_Problem description_: Which lines in the records below contain the word "negative" with matching case? Pick out each of those lines and copy it.

_Information given_:
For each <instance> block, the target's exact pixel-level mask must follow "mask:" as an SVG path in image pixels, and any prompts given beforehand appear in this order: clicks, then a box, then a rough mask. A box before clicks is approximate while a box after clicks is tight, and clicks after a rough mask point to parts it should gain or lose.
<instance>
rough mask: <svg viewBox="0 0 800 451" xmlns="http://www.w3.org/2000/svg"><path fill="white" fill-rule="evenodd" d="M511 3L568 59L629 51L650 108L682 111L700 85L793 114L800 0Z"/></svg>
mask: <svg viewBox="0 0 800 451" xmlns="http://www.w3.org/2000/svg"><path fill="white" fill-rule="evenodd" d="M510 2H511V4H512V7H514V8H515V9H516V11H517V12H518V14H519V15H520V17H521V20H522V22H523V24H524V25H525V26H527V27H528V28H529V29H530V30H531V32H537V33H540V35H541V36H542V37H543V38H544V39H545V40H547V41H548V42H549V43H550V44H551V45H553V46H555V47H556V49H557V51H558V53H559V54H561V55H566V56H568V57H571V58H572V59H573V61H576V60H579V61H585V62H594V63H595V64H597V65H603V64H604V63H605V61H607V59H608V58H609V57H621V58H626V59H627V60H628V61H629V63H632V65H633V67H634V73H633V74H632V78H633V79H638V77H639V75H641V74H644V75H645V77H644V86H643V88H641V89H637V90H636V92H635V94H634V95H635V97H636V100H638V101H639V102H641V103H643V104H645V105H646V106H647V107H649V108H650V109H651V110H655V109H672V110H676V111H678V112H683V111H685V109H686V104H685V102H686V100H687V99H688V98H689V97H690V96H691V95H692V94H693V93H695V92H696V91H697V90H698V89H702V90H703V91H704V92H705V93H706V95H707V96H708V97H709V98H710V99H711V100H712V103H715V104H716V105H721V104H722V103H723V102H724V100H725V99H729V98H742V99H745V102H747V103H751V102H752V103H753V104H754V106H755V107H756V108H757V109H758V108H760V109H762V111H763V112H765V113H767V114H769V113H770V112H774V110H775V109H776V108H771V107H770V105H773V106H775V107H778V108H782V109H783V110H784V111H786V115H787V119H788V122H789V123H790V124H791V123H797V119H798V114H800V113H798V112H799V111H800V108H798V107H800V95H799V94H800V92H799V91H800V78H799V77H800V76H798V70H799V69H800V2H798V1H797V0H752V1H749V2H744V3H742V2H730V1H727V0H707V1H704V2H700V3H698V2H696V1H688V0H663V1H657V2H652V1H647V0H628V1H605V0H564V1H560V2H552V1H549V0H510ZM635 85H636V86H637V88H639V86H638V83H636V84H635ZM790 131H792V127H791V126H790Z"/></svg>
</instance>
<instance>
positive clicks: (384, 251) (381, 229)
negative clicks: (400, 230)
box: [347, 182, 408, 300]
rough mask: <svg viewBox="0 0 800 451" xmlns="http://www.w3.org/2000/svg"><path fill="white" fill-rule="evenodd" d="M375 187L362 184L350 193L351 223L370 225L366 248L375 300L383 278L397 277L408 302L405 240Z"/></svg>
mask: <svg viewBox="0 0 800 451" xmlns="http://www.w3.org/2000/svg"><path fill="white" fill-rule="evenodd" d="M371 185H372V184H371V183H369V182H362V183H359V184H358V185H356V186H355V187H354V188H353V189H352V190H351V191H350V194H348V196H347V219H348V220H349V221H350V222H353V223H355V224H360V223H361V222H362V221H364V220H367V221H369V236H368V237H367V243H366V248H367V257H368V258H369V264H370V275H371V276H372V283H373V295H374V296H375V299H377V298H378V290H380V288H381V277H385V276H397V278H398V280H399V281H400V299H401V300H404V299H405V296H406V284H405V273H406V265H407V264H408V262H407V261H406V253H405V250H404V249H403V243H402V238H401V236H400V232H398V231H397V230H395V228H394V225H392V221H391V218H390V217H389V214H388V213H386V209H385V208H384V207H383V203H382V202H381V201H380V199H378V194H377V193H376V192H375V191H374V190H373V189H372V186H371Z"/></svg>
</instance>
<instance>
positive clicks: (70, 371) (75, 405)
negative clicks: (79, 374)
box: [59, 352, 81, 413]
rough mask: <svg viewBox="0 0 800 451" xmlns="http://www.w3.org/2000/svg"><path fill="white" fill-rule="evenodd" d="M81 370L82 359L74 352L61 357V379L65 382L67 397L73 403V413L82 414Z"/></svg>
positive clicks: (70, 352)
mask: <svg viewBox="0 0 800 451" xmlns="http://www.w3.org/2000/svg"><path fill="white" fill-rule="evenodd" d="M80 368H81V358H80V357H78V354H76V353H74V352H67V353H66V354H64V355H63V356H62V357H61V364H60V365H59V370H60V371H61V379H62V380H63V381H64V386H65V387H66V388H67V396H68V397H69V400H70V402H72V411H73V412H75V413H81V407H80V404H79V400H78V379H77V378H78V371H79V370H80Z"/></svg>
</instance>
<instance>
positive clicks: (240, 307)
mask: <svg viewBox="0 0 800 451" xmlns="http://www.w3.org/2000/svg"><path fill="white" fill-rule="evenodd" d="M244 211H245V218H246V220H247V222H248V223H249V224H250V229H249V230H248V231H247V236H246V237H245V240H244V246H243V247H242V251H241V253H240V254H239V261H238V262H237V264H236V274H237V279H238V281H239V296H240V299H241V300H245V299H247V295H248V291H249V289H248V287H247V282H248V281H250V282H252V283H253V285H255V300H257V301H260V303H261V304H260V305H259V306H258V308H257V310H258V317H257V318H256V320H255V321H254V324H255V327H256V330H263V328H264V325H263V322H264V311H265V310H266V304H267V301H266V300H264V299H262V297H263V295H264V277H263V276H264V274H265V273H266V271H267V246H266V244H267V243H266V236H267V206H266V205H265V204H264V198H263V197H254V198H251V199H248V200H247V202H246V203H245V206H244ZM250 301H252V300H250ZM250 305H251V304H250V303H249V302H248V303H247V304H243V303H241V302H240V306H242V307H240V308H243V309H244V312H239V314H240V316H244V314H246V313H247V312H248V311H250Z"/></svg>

_The answer_:
negative clicks: (400, 230)
negative clicks: (79, 374)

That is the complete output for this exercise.